EXTRACTED INFORMATION ▸
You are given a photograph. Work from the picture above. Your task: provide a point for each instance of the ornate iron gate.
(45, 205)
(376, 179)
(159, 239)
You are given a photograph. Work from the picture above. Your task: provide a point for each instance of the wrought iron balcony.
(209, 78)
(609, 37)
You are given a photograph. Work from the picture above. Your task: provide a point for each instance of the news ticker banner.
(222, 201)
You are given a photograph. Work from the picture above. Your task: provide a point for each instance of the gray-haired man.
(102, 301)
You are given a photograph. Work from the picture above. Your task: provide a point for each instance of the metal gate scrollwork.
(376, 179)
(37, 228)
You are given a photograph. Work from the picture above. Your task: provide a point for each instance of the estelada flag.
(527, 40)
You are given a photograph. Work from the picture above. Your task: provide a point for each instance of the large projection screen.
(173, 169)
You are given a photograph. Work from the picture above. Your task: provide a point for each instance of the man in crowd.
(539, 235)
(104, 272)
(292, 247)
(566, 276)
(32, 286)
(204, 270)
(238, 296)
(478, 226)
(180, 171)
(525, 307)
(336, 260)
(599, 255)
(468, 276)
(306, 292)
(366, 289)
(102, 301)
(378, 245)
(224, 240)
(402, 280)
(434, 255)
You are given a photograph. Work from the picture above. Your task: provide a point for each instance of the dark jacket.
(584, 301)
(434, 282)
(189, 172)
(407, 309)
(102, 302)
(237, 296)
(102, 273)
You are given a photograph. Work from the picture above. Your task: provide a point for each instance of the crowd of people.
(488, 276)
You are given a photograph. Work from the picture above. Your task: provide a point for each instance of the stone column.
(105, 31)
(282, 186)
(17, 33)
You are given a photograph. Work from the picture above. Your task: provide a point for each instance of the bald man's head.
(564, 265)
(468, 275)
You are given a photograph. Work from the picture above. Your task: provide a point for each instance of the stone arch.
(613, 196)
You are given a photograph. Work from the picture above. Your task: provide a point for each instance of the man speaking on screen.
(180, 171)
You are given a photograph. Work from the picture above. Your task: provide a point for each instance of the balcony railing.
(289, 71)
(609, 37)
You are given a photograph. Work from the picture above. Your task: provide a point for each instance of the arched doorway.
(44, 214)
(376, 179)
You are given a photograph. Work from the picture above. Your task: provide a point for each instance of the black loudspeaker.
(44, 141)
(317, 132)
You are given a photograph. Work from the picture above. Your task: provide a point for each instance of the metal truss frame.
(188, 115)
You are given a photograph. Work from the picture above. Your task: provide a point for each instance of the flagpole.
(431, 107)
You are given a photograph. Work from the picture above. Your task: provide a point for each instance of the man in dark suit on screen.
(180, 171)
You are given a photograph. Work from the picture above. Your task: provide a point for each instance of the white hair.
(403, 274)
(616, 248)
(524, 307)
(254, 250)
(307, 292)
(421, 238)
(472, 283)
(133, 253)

AIM OF THE TASK ▸
Return only the lines running from the line with "the dark jacket." to the last line of the records, both included, exactly as written.

THE RESULT ▸
You are given a photograph. Work from the picture above. Your task: provide a point for each instance of the dark jacket.
(584, 301)
(434, 282)
(189, 172)
(407, 309)
(102, 302)
(237, 296)
(102, 273)
You are given a photograph. Work from the picture above. Your task: provide a point for each instance of the crowd of people.
(488, 276)
You are given a photograph. Work from the picture above. Your task: provide a point for each instance of the stone column.
(105, 31)
(282, 186)
(17, 33)
You are given a photograph. Work from the picture above. Your task: provide a point for each instance of the bald man's head.
(564, 265)
(468, 275)
You are given a photograph. Work from the picture above. Your task: provide a point for each instance of the stone arch.
(613, 196)
You are given a photograph. Work from the picture above. Your task: provide a point for each instance of the man speaking on screen.
(180, 171)
You are given a photograph. Work from the picture above. Your task: provide a point for each instance of the balcony railing.
(289, 71)
(609, 37)
You are given a photograph. Work from the picture above. Your task: provide a point for each instance of the arched doorway.
(44, 214)
(376, 179)
You are given a photograph. Work from the picture above. Your task: provide a point for each instance of the black loudspeaker.
(44, 141)
(317, 132)
You are given a photograph. Work from the picture above. Your task: provide a point for each instance of the metal truss frame.
(188, 115)
You are given a photograph. Work from the picture above. Your task: provide a point for each instance of the flagpole.
(431, 107)
You are given a photograph. Work from the picture above. Your task: provide a point for each instance of the man in dark suit on screen.
(180, 171)
You are given a photograph. Work from the picture above. Your task: provide a point for each instance of the white hair.
(403, 274)
(616, 248)
(524, 307)
(254, 250)
(307, 292)
(421, 238)
(472, 283)
(133, 253)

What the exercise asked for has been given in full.